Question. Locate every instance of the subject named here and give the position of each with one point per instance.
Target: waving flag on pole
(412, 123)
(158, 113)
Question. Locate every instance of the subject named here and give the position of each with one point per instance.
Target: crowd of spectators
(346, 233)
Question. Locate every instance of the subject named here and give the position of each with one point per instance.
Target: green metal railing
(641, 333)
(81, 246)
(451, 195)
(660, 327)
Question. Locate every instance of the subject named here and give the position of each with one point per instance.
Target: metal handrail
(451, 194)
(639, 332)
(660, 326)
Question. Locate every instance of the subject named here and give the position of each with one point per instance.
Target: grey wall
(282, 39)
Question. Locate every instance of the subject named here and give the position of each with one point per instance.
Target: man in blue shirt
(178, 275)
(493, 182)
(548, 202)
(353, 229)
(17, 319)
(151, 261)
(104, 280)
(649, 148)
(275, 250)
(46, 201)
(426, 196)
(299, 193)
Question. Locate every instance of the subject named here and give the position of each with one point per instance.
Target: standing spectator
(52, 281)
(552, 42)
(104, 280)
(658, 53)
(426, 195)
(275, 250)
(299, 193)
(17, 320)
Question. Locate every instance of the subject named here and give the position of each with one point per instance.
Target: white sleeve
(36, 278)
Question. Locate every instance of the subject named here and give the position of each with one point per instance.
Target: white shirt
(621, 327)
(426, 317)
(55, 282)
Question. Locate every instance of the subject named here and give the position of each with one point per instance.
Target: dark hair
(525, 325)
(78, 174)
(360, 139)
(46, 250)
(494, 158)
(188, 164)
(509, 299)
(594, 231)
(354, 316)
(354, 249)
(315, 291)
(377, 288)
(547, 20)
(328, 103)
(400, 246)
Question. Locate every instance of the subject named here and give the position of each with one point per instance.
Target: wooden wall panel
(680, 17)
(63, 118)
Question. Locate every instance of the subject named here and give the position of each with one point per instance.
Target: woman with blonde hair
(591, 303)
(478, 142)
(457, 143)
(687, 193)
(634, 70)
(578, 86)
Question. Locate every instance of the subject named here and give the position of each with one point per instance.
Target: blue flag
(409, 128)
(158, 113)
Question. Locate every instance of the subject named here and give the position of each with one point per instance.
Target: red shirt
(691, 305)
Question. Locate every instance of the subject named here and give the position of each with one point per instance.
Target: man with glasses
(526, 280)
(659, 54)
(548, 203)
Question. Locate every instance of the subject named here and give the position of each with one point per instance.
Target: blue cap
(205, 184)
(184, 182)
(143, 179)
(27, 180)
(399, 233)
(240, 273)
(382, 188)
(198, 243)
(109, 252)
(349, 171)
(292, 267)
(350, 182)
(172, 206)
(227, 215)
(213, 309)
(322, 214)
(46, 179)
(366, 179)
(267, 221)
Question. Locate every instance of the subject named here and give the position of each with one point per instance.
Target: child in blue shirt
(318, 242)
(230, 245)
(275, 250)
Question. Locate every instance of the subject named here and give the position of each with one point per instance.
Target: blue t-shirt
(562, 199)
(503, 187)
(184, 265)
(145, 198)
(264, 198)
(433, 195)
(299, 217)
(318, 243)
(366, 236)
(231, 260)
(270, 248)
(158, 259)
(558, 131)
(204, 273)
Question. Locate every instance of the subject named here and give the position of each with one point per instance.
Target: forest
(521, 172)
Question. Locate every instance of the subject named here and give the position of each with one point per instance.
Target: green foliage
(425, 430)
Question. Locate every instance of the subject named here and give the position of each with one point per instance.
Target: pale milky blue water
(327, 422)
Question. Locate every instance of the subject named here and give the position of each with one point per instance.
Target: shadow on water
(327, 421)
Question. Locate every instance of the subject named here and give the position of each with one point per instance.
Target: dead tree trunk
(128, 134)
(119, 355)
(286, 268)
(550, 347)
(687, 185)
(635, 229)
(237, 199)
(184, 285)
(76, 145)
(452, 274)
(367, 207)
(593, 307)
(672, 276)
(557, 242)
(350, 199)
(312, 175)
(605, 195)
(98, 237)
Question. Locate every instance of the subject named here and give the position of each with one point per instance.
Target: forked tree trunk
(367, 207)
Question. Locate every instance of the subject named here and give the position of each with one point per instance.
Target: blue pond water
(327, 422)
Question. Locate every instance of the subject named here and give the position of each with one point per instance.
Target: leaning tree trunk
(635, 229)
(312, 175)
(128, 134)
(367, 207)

----------

=== Work required ===
Print the records above exactly as they appear.

=== Finished task ===
Question. Locate every instance of the subject named here and give the position of each with one point per instance.
Target: waving flag on pole
(412, 123)
(158, 113)
Question. Locate every instance of the subject named here and give the position of each with one point per instance.
Target: crowd of spectators
(346, 233)
Question. Locate every instance of the subject named here and give the position of each with one point per instance.
Target: green metal railing
(641, 333)
(81, 246)
(451, 195)
(660, 327)
Question. Locate every instance of the subject named here and give the position of each with one point per instance.
Target: metal handrail
(451, 194)
(639, 332)
(660, 326)
Question. Locate every instance of the subject named here and give the position of each with one point per instance.
Target: grey wall
(282, 39)
Question. Locate every instance of the subject named here and give the position of each with one point per instance.
Target: man in blue shirt
(178, 275)
(493, 182)
(548, 202)
(353, 229)
(17, 319)
(151, 261)
(104, 280)
(649, 148)
(275, 250)
(46, 201)
(426, 196)
(299, 193)
Question. Locate every instance of the subject named here and give the position of each with one point per instance.
Target: standing spectator
(52, 281)
(552, 42)
(104, 280)
(658, 53)
(426, 195)
(275, 250)
(299, 193)
(17, 320)
Question. Locate every instance of the subject named here and give the position of each with one point per instance.
Target: white sleeve
(36, 278)
Question. Locate every instance of the subject named here and give the position of each with one point per instance.
Target: white shirt
(621, 327)
(426, 317)
(55, 282)
Question. Locate every instance of the subject named here and give the position of each with one point per instance.
Target: dark hair
(525, 325)
(78, 174)
(360, 139)
(46, 250)
(494, 158)
(188, 164)
(509, 299)
(594, 231)
(354, 316)
(354, 249)
(315, 291)
(377, 288)
(547, 20)
(328, 103)
(400, 246)
Question. Locate every instance of the subject named here and give the position of each with one point per instance.
Target: wooden wall panel
(680, 17)
(63, 118)
Question. Locate every instance of the subject named here and give the position of each with one point per instance.
Target: woman with blonde hair
(591, 303)
(478, 142)
(457, 143)
(687, 193)
(634, 70)
(578, 86)
Question. Locate every instance of the subject named here and give the position of each with one point per instance.
Target: blue flag
(409, 128)
(158, 113)
Question. Locate every instance of the subject named here and give the position of each with one point per instance.
Target: red shirt
(691, 305)
Question. Locate every instance of the subject named here and give the position of each with one point per instance.
Target: man with glasses
(526, 280)
(659, 54)
(548, 203)
Question. Locate every instance of the subject named here and give the position of each with one point per instance.
Target: blue cap
(205, 184)
(184, 182)
(143, 179)
(27, 180)
(399, 233)
(240, 273)
(382, 188)
(198, 243)
(109, 252)
(349, 171)
(292, 267)
(350, 182)
(172, 206)
(227, 215)
(213, 309)
(322, 214)
(46, 179)
(366, 179)
(267, 221)
Question. Locate every instance of the subject named here and give the position of each with one point per instance.
Target: child in blue shirt
(318, 242)
(230, 245)
(275, 250)
Question. Locate every instance of the subject named here and give the position of each with one point per instance.
Target: blue t-shirt
(562, 199)
(503, 187)
(184, 265)
(145, 198)
(264, 198)
(433, 195)
(299, 217)
(318, 243)
(366, 236)
(231, 260)
(270, 248)
(158, 259)
(558, 131)
(204, 273)
Question. Locate every instance of the subject named here and give the position of each with one point per instance.
Target: forest
(521, 172)
Question. Locate every instance of the subject named here and give the position of each with one point per instance.
Target: green foliage
(425, 430)
Question. Locate every instance of the subject named here and give the position of each with one point per instance.
Target: pale milky blue water
(327, 422)
Question. Locate every instance of the subject named here and give the position of each with one point per instance.
Target: shadow on water
(327, 421)
Question. Locate every instance of the subject named here and give the position of each with one point per instance.
Target: dead tree trunk
(128, 134)
(119, 355)
(286, 268)
(550, 347)
(687, 185)
(635, 229)
(237, 199)
(184, 285)
(76, 145)
(452, 274)
(367, 207)
(593, 307)
(672, 276)
(557, 242)
(350, 199)
(312, 175)
(605, 195)
(98, 237)
Question. Locate every instance of the subject named here and give the position of each with one point per instance.
Target: forked tree trunk
(367, 207)
Question. Locate every instance of the subject named here and give the position of each with one point per instance.
Target: blue pond water
(327, 422)
Question. Locate every instance of the subject named here and give the position of each with one point per instance.
Target: leaning tree trunk
(635, 229)
(312, 175)
(128, 134)
(367, 207)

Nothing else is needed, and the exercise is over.